The request —
Output every record word for word.

Record set —
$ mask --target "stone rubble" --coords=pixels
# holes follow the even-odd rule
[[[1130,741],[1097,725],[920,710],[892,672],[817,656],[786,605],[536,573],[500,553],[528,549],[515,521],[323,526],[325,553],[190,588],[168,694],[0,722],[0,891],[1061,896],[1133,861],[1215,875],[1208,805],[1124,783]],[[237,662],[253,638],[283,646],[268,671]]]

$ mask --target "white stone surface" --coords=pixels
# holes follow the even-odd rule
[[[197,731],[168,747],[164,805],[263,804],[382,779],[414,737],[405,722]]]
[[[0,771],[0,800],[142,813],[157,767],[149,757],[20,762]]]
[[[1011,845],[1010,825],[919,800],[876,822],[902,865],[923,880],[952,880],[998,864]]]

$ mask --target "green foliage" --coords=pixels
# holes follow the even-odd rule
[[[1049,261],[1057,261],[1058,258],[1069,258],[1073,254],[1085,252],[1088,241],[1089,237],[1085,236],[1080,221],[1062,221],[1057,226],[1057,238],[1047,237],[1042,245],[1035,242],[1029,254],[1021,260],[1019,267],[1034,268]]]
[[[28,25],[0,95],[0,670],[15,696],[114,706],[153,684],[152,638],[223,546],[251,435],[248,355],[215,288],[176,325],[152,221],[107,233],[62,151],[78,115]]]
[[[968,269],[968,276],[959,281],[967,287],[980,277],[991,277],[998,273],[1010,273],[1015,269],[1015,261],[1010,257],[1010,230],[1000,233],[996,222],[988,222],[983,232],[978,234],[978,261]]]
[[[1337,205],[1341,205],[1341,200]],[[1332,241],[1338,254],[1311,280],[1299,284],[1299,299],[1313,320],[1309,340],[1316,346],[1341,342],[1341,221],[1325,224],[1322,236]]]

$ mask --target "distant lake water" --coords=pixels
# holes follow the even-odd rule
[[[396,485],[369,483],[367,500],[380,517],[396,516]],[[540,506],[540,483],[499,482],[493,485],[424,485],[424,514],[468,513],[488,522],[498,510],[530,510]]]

Answer to this problem —
$ mask --target "stone rubble" --coords=pixels
# holes follow the even-odd rule
[[[1130,741],[1097,725],[920,710],[892,672],[817,656],[786,605],[536,573],[500,553],[528,549],[515,521],[323,526],[325,553],[190,588],[168,694],[0,722],[0,891],[1061,896],[1133,861],[1215,875],[1208,805],[1124,783]],[[237,662],[253,638],[283,646],[268,671]]]

$ mask --target "white stone surface" --coords=pixels
# holes follow the even-odd rule
[[[197,731],[168,747],[164,805],[263,804],[382,779],[414,737],[405,722]]]
[[[0,771],[0,800],[142,813],[157,767],[149,757],[20,762]]]
[[[1011,845],[1010,825],[919,800],[876,822],[902,865],[923,880],[952,880],[998,864]]]

$ mask --target "green foliage" --coords=pixels
# holes follow the even-odd rule
[[[1049,261],[1057,261],[1058,258],[1069,258],[1073,254],[1085,252],[1088,241],[1089,237],[1085,236],[1080,221],[1062,221],[1057,226],[1057,238],[1047,237],[1042,245],[1035,242],[1029,254],[1021,260],[1019,267],[1034,268]]]
[[[28,25],[0,95],[0,670],[15,696],[114,706],[153,684],[152,638],[223,546],[251,435],[248,355],[215,288],[176,325],[152,221],[107,233],[62,151],[78,115]]]
[[[968,269],[968,276],[959,281],[967,287],[980,277],[991,277],[998,273],[1010,273],[1015,269],[1015,261],[1010,257],[1010,230],[1000,233],[996,222],[988,222],[983,232],[978,234],[978,261]]]
[[[1337,205],[1341,205],[1341,200]],[[1332,241],[1338,254],[1311,280],[1299,284],[1299,299],[1313,320],[1309,340],[1316,346],[1341,342],[1341,221],[1325,224],[1322,236]]]

$ mask --target "distant lake water" --coords=pixels
# holes follow the even-odd rule
[[[396,485],[369,483],[367,500],[380,517],[396,516]],[[540,506],[540,483],[499,482],[493,485],[424,485],[424,514],[468,513],[488,522],[498,510],[530,510]]]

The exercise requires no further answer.